--- Start of Records for the task ---

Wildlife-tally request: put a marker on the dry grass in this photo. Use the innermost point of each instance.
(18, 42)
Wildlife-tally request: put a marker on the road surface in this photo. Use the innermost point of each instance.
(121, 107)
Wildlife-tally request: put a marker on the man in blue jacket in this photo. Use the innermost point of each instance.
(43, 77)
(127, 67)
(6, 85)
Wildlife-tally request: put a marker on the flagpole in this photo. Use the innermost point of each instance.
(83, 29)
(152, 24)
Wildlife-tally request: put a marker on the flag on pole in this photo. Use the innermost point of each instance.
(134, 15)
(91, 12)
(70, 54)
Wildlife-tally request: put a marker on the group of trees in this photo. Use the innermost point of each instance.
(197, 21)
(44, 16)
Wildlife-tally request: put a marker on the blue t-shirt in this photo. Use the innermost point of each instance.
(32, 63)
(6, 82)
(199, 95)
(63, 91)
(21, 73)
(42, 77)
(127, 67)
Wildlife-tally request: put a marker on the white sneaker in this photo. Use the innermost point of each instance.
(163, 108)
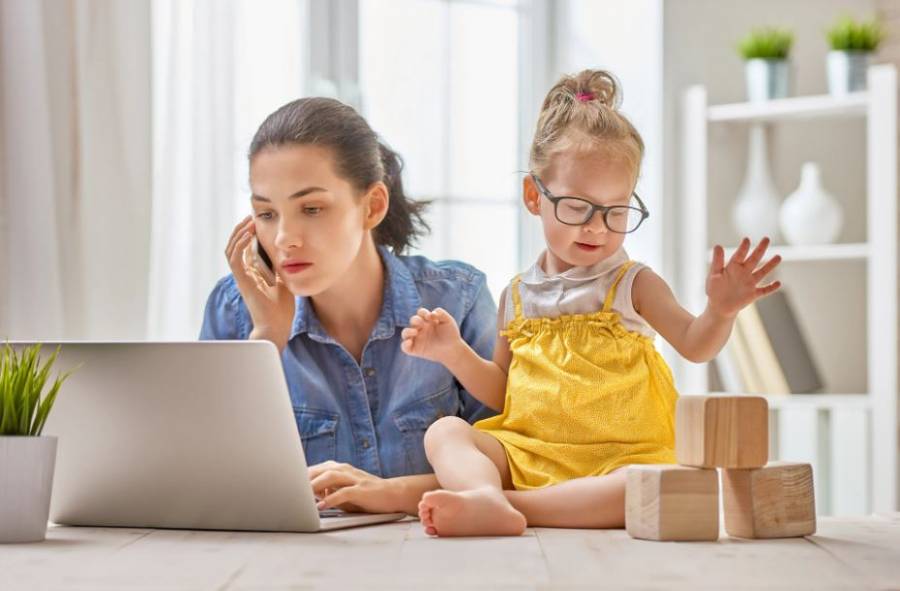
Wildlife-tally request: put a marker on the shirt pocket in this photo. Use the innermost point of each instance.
(318, 432)
(414, 419)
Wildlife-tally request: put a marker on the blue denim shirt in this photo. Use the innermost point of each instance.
(374, 415)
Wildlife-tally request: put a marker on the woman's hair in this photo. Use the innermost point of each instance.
(359, 156)
(581, 112)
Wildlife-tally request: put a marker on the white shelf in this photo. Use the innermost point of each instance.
(823, 252)
(803, 107)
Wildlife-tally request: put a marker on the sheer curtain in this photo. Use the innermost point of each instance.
(74, 168)
(219, 67)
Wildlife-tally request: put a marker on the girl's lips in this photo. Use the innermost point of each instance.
(295, 267)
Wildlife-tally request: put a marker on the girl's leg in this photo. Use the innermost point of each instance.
(472, 466)
(591, 502)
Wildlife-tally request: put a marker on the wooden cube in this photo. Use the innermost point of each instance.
(669, 502)
(776, 501)
(722, 431)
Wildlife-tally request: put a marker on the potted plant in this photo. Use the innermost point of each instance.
(852, 43)
(765, 52)
(27, 459)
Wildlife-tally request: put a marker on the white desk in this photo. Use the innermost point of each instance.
(845, 554)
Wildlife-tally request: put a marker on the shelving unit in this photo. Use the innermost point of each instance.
(851, 439)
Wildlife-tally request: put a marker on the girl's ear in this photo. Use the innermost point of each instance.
(377, 200)
(531, 196)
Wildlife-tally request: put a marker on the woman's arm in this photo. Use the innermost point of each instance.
(351, 489)
(729, 288)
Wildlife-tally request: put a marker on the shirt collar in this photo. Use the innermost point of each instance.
(535, 274)
(400, 301)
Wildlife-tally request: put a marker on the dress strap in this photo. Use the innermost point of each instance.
(611, 294)
(517, 297)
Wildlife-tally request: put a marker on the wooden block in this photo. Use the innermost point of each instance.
(722, 431)
(670, 502)
(776, 501)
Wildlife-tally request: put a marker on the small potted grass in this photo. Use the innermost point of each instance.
(27, 458)
(852, 44)
(766, 68)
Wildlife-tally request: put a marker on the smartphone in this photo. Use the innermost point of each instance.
(262, 262)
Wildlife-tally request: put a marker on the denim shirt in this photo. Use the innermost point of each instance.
(373, 415)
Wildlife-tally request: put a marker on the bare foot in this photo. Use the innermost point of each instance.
(481, 512)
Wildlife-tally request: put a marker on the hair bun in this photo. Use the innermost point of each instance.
(597, 85)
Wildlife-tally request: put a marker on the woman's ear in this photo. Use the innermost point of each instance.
(377, 200)
(531, 196)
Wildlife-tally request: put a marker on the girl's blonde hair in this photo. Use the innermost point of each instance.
(581, 112)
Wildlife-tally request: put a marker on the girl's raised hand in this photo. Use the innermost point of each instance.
(734, 286)
(432, 335)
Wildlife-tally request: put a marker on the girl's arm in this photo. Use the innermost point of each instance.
(729, 288)
(434, 335)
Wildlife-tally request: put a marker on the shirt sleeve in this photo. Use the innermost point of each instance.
(478, 330)
(223, 318)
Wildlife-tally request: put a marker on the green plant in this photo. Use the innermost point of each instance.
(766, 43)
(847, 34)
(22, 379)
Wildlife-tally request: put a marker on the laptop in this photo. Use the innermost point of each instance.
(191, 435)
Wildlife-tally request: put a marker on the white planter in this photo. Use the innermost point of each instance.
(811, 215)
(847, 71)
(755, 213)
(26, 480)
(766, 79)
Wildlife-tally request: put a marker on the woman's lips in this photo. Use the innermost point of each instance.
(295, 267)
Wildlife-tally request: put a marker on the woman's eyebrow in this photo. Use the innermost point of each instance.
(297, 195)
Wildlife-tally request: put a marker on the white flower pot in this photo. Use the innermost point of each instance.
(811, 215)
(766, 79)
(755, 212)
(847, 71)
(26, 480)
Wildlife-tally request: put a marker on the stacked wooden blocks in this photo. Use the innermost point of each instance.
(681, 502)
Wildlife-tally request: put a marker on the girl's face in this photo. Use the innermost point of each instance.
(312, 222)
(592, 175)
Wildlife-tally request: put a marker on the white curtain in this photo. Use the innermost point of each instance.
(219, 67)
(74, 168)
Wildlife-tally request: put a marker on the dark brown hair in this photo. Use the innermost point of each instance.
(359, 155)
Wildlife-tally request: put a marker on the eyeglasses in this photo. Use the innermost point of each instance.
(575, 211)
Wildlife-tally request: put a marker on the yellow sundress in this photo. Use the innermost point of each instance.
(584, 396)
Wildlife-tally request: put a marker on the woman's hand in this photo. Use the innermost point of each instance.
(354, 490)
(432, 335)
(271, 307)
(734, 286)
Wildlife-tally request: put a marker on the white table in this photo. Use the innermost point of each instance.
(845, 553)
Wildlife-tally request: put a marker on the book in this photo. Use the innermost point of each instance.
(789, 344)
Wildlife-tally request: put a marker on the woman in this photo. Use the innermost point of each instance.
(330, 214)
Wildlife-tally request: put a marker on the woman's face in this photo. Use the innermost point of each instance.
(591, 175)
(310, 221)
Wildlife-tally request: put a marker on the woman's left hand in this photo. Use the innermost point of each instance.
(734, 286)
(345, 487)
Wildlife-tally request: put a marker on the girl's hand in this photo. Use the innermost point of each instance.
(350, 489)
(732, 287)
(431, 335)
(271, 307)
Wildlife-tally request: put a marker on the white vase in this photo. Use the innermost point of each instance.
(26, 480)
(755, 213)
(811, 215)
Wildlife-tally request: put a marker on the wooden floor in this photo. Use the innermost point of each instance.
(844, 554)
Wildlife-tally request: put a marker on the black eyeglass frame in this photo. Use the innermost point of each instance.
(604, 209)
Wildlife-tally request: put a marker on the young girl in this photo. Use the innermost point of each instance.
(581, 389)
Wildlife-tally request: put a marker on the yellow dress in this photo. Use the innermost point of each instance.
(584, 396)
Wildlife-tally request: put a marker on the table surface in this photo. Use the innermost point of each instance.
(845, 553)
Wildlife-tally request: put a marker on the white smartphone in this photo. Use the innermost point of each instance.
(262, 262)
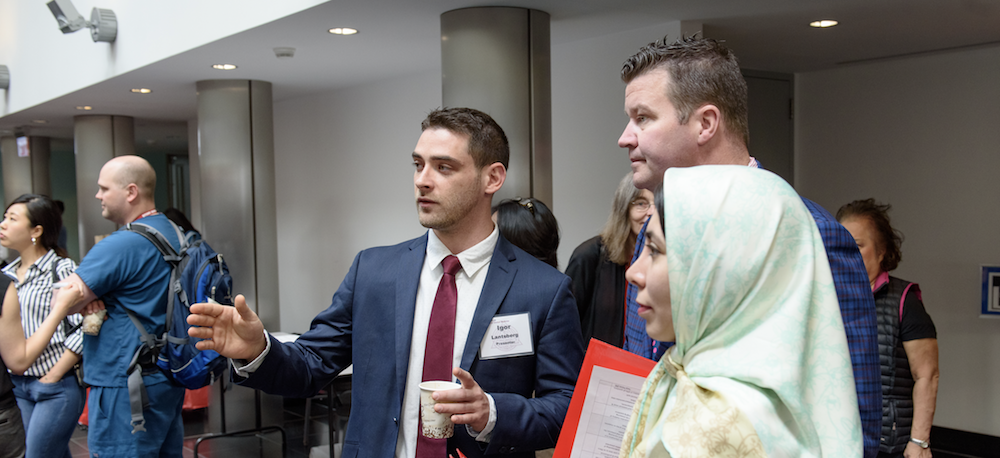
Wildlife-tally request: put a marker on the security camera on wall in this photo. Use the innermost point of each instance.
(103, 24)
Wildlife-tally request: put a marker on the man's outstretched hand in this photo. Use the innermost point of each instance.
(234, 332)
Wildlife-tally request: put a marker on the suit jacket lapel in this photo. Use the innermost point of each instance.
(498, 280)
(410, 265)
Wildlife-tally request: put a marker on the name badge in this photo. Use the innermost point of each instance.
(507, 336)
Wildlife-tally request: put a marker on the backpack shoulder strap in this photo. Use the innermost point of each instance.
(158, 240)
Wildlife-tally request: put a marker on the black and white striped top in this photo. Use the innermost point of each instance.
(35, 296)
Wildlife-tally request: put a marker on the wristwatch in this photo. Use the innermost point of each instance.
(922, 444)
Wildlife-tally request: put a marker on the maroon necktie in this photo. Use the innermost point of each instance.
(440, 347)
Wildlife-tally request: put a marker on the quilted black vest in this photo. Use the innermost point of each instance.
(897, 381)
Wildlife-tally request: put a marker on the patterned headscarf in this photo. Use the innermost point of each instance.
(761, 365)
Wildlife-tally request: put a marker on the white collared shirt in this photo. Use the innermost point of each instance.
(469, 283)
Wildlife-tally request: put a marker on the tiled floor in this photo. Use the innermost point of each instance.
(266, 445)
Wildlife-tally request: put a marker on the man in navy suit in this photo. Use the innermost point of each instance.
(513, 397)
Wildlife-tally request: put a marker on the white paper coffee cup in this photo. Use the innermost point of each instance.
(433, 424)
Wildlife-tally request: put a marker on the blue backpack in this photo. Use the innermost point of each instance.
(199, 274)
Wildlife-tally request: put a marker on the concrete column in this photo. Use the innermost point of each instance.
(232, 176)
(96, 140)
(25, 175)
(195, 174)
(497, 60)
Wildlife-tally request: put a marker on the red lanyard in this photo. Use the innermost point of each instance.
(148, 213)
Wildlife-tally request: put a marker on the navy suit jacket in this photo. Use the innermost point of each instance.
(370, 324)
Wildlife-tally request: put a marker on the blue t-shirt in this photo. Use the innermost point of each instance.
(125, 270)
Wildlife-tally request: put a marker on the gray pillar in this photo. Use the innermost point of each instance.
(232, 176)
(195, 174)
(25, 175)
(497, 60)
(236, 168)
(96, 140)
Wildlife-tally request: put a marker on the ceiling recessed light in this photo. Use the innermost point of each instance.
(823, 23)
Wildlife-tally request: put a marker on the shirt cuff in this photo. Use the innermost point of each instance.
(245, 369)
(487, 432)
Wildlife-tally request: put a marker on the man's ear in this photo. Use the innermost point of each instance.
(493, 177)
(132, 192)
(708, 121)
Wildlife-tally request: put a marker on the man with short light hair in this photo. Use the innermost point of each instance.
(687, 105)
(126, 271)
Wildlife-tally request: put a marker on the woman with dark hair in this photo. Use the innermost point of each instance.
(597, 266)
(734, 272)
(907, 338)
(45, 385)
(530, 226)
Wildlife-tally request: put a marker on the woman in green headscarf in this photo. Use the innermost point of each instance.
(734, 271)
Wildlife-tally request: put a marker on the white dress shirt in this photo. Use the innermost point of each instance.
(469, 282)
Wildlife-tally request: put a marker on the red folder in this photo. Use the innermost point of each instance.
(604, 355)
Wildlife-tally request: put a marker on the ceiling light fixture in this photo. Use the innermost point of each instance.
(284, 52)
(822, 24)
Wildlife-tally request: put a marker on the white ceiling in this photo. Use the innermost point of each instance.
(399, 37)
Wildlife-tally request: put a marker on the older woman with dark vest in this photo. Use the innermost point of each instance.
(907, 337)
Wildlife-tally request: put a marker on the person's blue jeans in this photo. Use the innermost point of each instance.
(49, 412)
(110, 416)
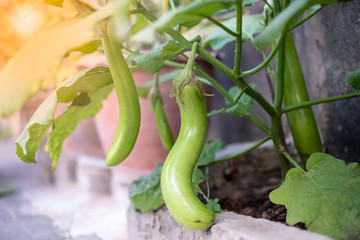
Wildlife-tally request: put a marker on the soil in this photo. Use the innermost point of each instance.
(258, 207)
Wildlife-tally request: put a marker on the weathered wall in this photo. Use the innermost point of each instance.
(329, 46)
(329, 49)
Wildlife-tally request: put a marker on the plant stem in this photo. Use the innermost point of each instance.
(222, 26)
(242, 152)
(293, 162)
(202, 52)
(279, 144)
(319, 101)
(214, 83)
(307, 17)
(269, 5)
(174, 64)
(238, 95)
(266, 61)
(256, 96)
(238, 42)
(279, 80)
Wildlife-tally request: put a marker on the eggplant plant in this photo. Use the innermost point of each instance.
(321, 191)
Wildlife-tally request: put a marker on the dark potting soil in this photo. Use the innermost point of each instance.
(258, 207)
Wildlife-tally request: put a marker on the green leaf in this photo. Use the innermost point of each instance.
(87, 82)
(191, 14)
(242, 106)
(213, 204)
(67, 122)
(152, 62)
(353, 79)
(247, 3)
(326, 197)
(146, 194)
(89, 47)
(45, 52)
(139, 24)
(282, 22)
(218, 38)
(56, 3)
(208, 153)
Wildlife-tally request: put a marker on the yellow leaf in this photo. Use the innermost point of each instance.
(22, 76)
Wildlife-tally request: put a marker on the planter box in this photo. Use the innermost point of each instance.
(228, 226)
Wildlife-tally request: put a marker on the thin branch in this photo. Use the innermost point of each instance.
(242, 152)
(319, 101)
(307, 17)
(266, 61)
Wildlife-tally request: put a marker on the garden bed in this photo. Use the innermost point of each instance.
(247, 212)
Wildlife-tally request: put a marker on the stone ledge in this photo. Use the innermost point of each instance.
(228, 226)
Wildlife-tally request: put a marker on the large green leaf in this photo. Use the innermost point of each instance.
(218, 38)
(22, 76)
(83, 106)
(89, 82)
(326, 197)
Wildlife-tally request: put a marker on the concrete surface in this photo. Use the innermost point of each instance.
(41, 209)
(230, 226)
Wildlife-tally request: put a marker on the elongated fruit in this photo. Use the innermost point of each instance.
(129, 107)
(301, 121)
(176, 176)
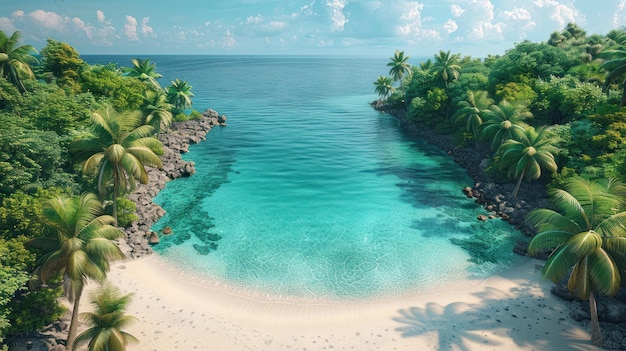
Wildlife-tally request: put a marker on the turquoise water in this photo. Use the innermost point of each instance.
(310, 192)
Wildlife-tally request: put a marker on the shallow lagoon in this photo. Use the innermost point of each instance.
(310, 192)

--- End of Records for the task ---

▶ **The request**: Each line from the one containing "Wildlife-tally request: put a marker on the dark potting" through the last line of the entries above is to be extracted exactly. Pictures are not part of the copy.

▶ **Task response**:
Wildlife-tally request: put a marker on the dark potting soil in this photo. Use the innermost point of each instance.
(258, 207)
Wildlife-tally request: put a marker on the green leaf in this photo. Use the innermost point of each instance.
(87, 82)
(191, 14)
(242, 106)
(213, 204)
(67, 122)
(152, 62)
(353, 79)
(247, 3)
(326, 197)
(146, 194)
(89, 47)
(45, 52)
(139, 24)
(282, 22)
(218, 38)
(56, 3)
(208, 153)
Wildlife-tally request: put a marker on the yellow leaf in this photo. Use the innermost point of each instance.
(22, 76)
Wildlife-tally request: put a marker on the planter box in this photo. Use the innermost point of each instance.
(228, 226)
Wildlife-tally request: put a marker on the thin branch in this photo. Use the innermost point of each instance.
(242, 152)
(319, 101)
(307, 17)
(266, 61)
Wildlife-tally request: put a marker on the garden bed in this photo. Use the innermost point of each instance.
(247, 212)
Wildlife-tally request: put a marker on the stone ledge in this photo. Use the innermost point of each instance.
(228, 226)
Wildlife-tally request: put a marker on the large green leaf in this photo. Use the innermost point of each instance.
(218, 38)
(22, 76)
(83, 106)
(89, 82)
(326, 197)
Wildlife-tally request: put a marker on the concrete surface in this photo. Use the innermost point of each instance.
(41, 209)
(230, 226)
Wildlife-tally request: put a marker on the elongated fruit in this photo. Use the innermost point of each instance.
(129, 107)
(301, 121)
(176, 176)
Wildlife-tally request: put a marker on the turquoise water in this photo. Use the innermost point of each instance.
(310, 192)
Wildlife-tally request: put a marker on the shallow lagoon in this photo. Use the innermost point of each instance.
(310, 192)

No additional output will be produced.